──────── Data supplied

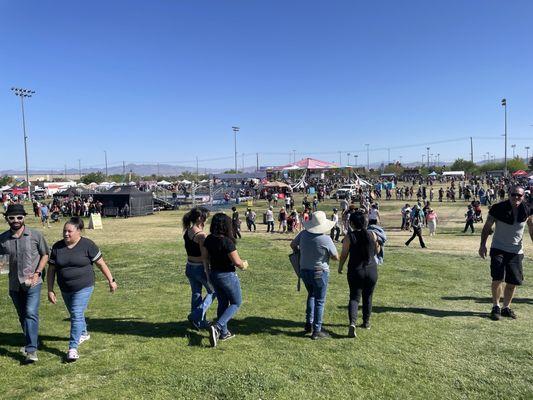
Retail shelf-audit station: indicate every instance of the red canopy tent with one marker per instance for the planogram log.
(307, 164)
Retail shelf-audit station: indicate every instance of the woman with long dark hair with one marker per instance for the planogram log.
(195, 270)
(362, 247)
(222, 258)
(72, 261)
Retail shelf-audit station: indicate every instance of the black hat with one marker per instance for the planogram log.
(15, 209)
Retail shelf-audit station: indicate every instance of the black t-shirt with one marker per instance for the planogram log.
(74, 266)
(218, 248)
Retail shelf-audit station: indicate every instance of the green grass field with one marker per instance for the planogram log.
(430, 335)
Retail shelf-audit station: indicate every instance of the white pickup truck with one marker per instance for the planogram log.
(346, 191)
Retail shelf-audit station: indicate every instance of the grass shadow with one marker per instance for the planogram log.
(485, 300)
(17, 340)
(430, 312)
(139, 327)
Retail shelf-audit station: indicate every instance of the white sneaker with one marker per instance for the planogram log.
(84, 338)
(72, 355)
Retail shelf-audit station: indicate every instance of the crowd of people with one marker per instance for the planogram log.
(213, 259)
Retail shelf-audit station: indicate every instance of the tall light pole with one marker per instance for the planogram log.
(367, 156)
(504, 104)
(24, 93)
(235, 130)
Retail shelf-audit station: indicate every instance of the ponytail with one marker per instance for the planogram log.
(197, 214)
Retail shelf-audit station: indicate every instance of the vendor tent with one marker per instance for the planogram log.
(114, 200)
(276, 184)
(307, 164)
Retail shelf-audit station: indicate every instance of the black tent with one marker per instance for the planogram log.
(75, 192)
(114, 200)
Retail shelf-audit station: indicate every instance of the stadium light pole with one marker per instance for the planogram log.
(24, 93)
(367, 156)
(235, 130)
(504, 104)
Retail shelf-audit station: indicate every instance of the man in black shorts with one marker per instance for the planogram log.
(506, 254)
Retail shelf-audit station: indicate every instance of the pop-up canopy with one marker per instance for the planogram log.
(307, 164)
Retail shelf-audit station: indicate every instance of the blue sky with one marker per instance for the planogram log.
(164, 81)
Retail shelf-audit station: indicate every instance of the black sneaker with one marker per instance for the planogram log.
(351, 331)
(214, 334)
(194, 324)
(495, 313)
(227, 336)
(320, 335)
(507, 312)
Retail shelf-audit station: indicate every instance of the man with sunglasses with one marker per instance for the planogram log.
(28, 256)
(506, 253)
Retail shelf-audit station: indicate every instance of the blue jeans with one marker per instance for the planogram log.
(26, 302)
(76, 303)
(316, 283)
(229, 296)
(199, 306)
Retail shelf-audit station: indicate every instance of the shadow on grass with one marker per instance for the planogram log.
(246, 326)
(485, 300)
(17, 340)
(430, 312)
(138, 327)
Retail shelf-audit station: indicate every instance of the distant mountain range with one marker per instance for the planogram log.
(139, 169)
(173, 170)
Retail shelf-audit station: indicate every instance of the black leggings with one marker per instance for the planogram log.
(416, 232)
(361, 281)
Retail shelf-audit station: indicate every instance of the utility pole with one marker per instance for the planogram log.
(504, 104)
(24, 93)
(235, 130)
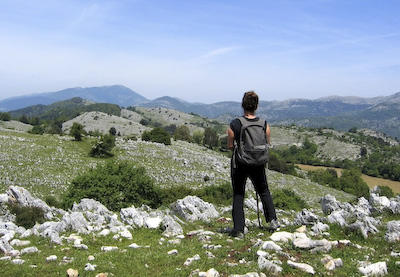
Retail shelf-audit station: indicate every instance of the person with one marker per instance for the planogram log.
(240, 172)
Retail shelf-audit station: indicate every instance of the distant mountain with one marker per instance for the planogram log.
(115, 94)
(66, 109)
(342, 113)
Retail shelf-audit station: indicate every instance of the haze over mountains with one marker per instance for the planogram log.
(342, 113)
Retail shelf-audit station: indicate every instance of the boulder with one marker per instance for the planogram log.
(192, 208)
(393, 231)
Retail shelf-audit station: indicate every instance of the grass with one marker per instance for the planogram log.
(46, 164)
(231, 256)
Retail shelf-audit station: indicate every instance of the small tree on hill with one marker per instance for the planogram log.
(210, 137)
(115, 185)
(77, 131)
(157, 135)
(182, 133)
(103, 147)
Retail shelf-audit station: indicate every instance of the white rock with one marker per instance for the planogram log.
(104, 232)
(153, 222)
(173, 252)
(134, 246)
(32, 249)
(17, 242)
(282, 236)
(18, 261)
(109, 248)
(90, 267)
(51, 258)
(304, 267)
(376, 269)
(270, 245)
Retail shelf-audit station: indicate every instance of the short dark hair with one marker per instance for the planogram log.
(250, 101)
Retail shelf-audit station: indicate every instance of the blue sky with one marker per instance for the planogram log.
(202, 51)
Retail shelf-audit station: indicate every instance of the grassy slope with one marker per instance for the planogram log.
(45, 165)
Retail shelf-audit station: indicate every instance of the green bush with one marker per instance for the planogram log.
(385, 191)
(26, 216)
(286, 199)
(219, 195)
(53, 202)
(351, 182)
(215, 194)
(116, 186)
(103, 146)
(157, 135)
(77, 131)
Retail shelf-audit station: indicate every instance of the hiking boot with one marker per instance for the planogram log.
(237, 234)
(274, 225)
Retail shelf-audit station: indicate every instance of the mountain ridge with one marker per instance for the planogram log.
(379, 113)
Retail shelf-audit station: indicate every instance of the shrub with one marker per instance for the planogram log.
(219, 195)
(77, 131)
(216, 194)
(27, 216)
(103, 146)
(116, 186)
(287, 200)
(182, 133)
(385, 191)
(157, 135)
(351, 182)
(53, 202)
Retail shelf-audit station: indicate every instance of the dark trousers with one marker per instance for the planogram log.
(239, 175)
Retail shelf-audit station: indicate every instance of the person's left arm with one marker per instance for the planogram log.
(231, 138)
(268, 131)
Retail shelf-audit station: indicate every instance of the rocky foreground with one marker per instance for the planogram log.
(312, 235)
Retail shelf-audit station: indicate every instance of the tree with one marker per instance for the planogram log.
(157, 135)
(353, 130)
(351, 182)
(113, 131)
(198, 137)
(103, 146)
(115, 185)
(77, 131)
(182, 133)
(210, 137)
(5, 116)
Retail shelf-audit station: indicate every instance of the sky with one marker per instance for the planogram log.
(202, 51)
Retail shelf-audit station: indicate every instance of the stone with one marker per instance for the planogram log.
(171, 226)
(133, 217)
(90, 267)
(173, 252)
(109, 248)
(281, 236)
(301, 266)
(269, 266)
(152, 222)
(305, 217)
(393, 231)
(51, 258)
(329, 204)
(376, 269)
(72, 272)
(380, 202)
(18, 261)
(134, 246)
(27, 250)
(192, 208)
(270, 245)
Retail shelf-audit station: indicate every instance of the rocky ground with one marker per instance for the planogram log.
(272, 254)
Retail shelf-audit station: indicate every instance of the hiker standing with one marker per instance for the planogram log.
(242, 169)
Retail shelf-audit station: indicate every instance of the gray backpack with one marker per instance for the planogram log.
(253, 147)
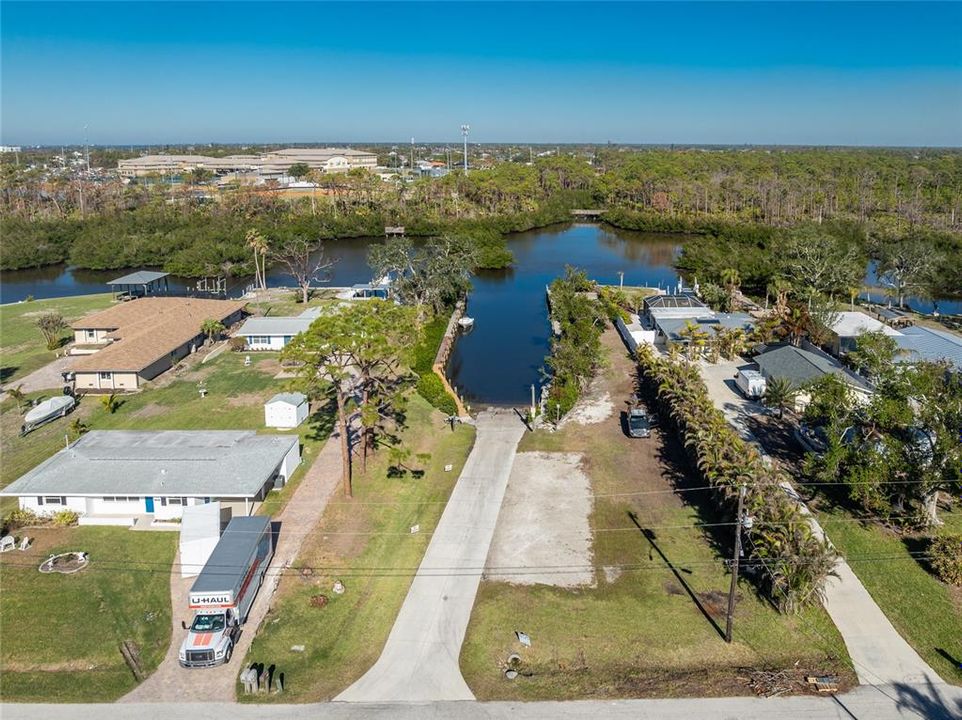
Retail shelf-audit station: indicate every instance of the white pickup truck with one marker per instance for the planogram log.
(224, 591)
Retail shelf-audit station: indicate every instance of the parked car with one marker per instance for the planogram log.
(639, 425)
(751, 383)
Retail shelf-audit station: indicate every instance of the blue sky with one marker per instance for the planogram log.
(792, 73)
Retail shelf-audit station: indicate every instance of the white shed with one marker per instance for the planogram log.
(285, 410)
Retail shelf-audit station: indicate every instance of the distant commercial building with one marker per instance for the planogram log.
(269, 165)
(127, 344)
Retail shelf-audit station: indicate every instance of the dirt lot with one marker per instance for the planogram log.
(651, 623)
(543, 523)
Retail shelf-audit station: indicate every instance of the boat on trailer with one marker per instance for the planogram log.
(47, 411)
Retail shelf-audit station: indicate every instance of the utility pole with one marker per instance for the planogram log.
(735, 558)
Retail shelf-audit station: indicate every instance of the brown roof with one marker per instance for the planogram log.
(148, 329)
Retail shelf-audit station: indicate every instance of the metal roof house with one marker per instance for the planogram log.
(804, 366)
(142, 282)
(670, 315)
(132, 342)
(272, 333)
(114, 477)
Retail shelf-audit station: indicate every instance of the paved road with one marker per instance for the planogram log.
(864, 703)
(879, 653)
(172, 683)
(419, 662)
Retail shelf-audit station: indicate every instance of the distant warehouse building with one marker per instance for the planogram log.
(269, 165)
(114, 477)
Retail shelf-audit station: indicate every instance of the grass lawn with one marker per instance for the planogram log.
(288, 304)
(367, 544)
(638, 631)
(22, 349)
(60, 634)
(925, 611)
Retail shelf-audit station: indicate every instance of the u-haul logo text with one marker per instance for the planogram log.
(221, 599)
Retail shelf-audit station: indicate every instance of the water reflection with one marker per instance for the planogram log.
(497, 362)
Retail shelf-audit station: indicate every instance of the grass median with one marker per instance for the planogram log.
(924, 610)
(60, 635)
(321, 647)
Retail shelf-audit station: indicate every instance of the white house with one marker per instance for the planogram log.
(272, 333)
(112, 477)
(286, 410)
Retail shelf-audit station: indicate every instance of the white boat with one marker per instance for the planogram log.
(47, 411)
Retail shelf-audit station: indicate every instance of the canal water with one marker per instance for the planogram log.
(499, 360)
(502, 356)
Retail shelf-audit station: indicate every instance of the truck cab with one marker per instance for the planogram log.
(210, 638)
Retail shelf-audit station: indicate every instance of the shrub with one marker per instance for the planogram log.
(21, 517)
(946, 557)
(64, 518)
(432, 389)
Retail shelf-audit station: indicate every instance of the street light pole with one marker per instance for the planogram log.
(738, 551)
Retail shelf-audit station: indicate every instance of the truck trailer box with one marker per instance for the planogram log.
(235, 569)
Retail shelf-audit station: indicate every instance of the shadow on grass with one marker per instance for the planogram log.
(927, 701)
(650, 536)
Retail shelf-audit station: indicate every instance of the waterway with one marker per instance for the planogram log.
(499, 360)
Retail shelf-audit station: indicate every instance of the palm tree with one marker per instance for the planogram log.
(211, 328)
(18, 395)
(779, 393)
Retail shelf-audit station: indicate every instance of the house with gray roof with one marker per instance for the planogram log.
(803, 366)
(114, 477)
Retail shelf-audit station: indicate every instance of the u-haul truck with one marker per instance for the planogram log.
(222, 595)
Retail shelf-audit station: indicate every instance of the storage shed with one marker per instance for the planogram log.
(286, 410)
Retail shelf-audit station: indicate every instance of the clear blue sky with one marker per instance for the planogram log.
(794, 73)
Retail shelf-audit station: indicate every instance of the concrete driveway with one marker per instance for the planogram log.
(172, 683)
(419, 662)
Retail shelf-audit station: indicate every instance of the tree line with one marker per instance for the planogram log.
(190, 228)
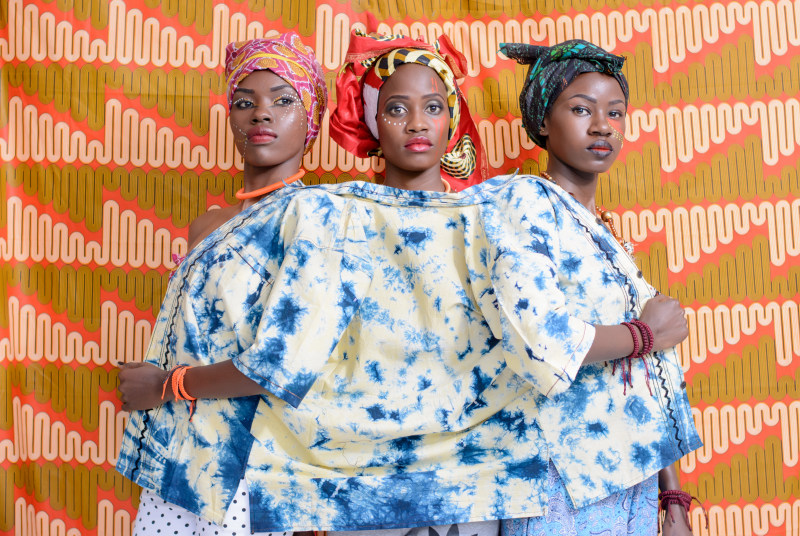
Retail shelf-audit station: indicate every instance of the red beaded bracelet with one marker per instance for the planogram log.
(681, 498)
(647, 336)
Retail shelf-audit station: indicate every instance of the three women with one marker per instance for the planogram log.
(392, 431)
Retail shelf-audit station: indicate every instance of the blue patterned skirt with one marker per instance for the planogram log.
(632, 512)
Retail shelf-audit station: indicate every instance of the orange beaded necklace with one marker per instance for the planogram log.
(606, 216)
(241, 195)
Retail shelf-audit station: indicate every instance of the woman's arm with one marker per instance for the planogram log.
(675, 522)
(141, 384)
(665, 317)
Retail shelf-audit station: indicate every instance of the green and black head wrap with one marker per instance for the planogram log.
(552, 70)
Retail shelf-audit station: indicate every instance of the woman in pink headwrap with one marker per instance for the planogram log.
(193, 472)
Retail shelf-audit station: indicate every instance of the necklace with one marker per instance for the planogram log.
(241, 195)
(606, 216)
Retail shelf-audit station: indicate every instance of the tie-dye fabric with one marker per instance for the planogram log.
(289, 58)
(211, 313)
(411, 343)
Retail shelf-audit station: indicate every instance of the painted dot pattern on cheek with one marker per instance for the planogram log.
(616, 128)
(388, 121)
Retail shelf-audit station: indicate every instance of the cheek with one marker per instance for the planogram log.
(618, 125)
(391, 122)
(441, 125)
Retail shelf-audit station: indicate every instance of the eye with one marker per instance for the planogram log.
(242, 103)
(284, 100)
(434, 108)
(395, 109)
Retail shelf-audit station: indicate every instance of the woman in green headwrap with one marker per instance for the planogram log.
(606, 440)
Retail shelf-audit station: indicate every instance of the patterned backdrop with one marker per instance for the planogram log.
(114, 137)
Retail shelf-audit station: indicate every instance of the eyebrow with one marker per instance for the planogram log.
(276, 88)
(406, 97)
(592, 99)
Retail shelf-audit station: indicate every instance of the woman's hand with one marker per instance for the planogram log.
(678, 527)
(667, 319)
(140, 386)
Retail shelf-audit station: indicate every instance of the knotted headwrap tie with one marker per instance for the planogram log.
(369, 62)
(289, 58)
(552, 70)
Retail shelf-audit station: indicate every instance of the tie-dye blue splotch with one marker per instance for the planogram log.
(451, 326)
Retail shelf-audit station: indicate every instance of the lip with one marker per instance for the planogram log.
(420, 144)
(600, 148)
(261, 135)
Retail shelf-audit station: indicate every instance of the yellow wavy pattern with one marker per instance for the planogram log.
(113, 137)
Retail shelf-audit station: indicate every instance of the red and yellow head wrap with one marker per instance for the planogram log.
(290, 59)
(370, 61)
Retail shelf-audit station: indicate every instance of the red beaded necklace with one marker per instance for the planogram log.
(241, 195)
(606, 216)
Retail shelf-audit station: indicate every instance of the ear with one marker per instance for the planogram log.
(544, 129)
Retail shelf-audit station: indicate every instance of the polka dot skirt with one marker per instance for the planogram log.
(158, 517)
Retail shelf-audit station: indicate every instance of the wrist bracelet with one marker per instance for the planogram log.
(647, 336)
(681, 498)
(175, 380)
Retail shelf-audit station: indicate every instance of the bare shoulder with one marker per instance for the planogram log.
(207, 223)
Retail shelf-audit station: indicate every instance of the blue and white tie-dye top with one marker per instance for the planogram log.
(421, 352)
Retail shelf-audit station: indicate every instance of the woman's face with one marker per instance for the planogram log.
(268, 120)
(413, 118)
(586, 125)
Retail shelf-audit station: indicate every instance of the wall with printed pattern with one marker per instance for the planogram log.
(113, 138)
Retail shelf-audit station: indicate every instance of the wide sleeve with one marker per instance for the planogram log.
(542, 341)
(314, 293)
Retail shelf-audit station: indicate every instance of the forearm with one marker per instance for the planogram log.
(220, 380)
(668, 478)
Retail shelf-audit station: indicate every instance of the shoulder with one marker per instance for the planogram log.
(207, 223)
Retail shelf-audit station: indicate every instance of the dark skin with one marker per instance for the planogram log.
(411, 105)
(585, 129)
(407, 171)
(413, 122)
(269, 125)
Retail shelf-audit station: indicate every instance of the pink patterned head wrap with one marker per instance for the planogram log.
(290, 59)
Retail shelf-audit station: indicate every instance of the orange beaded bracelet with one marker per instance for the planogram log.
(175, 379)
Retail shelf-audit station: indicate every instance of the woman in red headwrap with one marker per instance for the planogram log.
(432, 145)
(397, 98)
(191, 473)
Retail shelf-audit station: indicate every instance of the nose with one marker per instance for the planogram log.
(417, 121)
(600, 125)
(262, 112)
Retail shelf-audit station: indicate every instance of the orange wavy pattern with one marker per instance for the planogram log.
(101, 170)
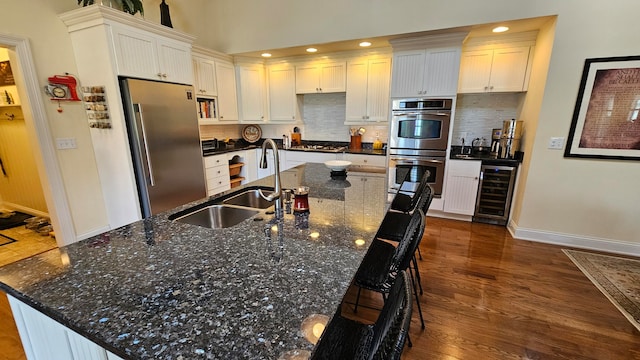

────────────────

Exercise aim: Please set down the lines from the one with "woman in red" to the end of the entries above, exactly as they are, and drop every picture.

Final answer:
Retail shelf-audit station: indicate every instance of the woman in red headwrap with one marker per instance for the planogram log.
(432, 145)
(397, 98)
(191, 473)
Retail shelf-audit station: indicate every instance of the nose with one marker per instance for the planogram log.
(417, 121)
(600, 125)
(262, 112)
Retail shelf-audit station: indicate every instance of the orange wavy pattern with one marker per instance for the planogram log.
(101, 170)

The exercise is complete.